(Material provided begins)

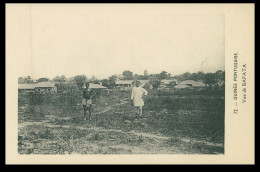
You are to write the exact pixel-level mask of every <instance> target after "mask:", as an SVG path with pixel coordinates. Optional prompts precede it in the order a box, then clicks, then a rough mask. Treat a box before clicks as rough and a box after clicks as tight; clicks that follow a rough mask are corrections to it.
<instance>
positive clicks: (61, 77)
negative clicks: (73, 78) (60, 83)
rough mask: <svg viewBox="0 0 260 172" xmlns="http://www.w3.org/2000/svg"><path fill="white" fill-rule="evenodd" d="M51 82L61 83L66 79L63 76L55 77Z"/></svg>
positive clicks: (65, 77)
mask: <svg viewBox="0 0 260 172" xmlns="http://www.w3.org/2000/svg"><path fill="white" fill-rule="evenodd" d="M53 81H54V82H59V83H61V82H65V81H67V78H66V77H65V76H64V75H61V76H56V77H55V78H53Z"/></svg>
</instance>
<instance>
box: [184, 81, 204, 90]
mask: <svg viewBox="0 0 260 172" xmlns="http://www.w3.org/2000/svg"><path fill="white" fill-rule="evenodd" d="M179 85H187V86H190V87H193V88H201V87H205V86H206V84H204V83H203V82H200V81H193V80H186V81H183V82H181V83H179Z"/></svg>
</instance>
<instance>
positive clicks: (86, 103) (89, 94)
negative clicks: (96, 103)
mask: <svg viewBox="0 0 260 172" xmlns="http://www.w3.org/2000/svg"><path fill="white" fill-rule="evenodd" d="M95 95H96V93H95V92H94V91H93V90H92V89H90V88H89V83H86V88H84V90H83V100H82V104H83V109H84V117H85V119H87V113H86V111H88V113H89V120H92V118H91V106H92V100H91V98H92V97H94V96H95Z"/></svg>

(Material provided ends)

Exercise directions:
The answer must be an exact copy of the records, with no images in it.

Solution to this task:
You are to write the exact pixel-level mask of every <instance> target after "mask:", as an SVG path with pixel coordinates. Optional prompts precede it in the order a box, then clicks, then a rough mask. Treat a box before clicks as rough and a box after clicks as tight; clicks that follow a rough mask are corrections to it.
<instance>
positive clicks: (61, 77)
negative clicks: (73, 78) (60, 83)
rough mask: <svg viewBox="0 0 260 172" xmlns="http://www.w3.org/2000/svg"><path fill="white" fill-rule="evenodd" d="M51 82L61 83L66 79L63 76L55 77Z"/></svg>
positive clicks: (65, 77)
mask: <svg viewBox="0 0 260 172" xmlns="http://www.w3.org/2000/svg"><path fill="white" fill-rule="evenodd" d="M53 81H54V82H59V83H61V82H65V81H67V78H66V77H65V76H64V75H61V76H56V77H55V78H53Z"/></svg>
</instance>
<instance>
box: [184, 81, 204, 90]
mask: <svg viewBox="0 0 260 172" xmlns="http://www.w3.org/2000/svg"><path fill="white" fill-rule="evenodd" d="M179 85H187V86H190V87H193V88H201V87H205V86H206V84H204V83H203V82H200V81H193V80H186V81H183V82H181V83H179Z"/></svg>
</instance>
<instance>
positive clicks: (86, 103) (89, 94)
negative clicks: (96, 103)
mask: <svg viewBox="0 0 260 172" xmlns="http://www.w3.org/2000/svg"><path fill="white" fill-rule="evenodd" d="M95 95H96V93H95V92H94V91H93V90H92V89H90V88H89V83H86V88H84V90H83V100H82V104H83V109H84V117H85V119H87V113H86V111H88V113H89V120H92V118H91V106H92V100H91V98H92V97H94V96H95Z"/></svg>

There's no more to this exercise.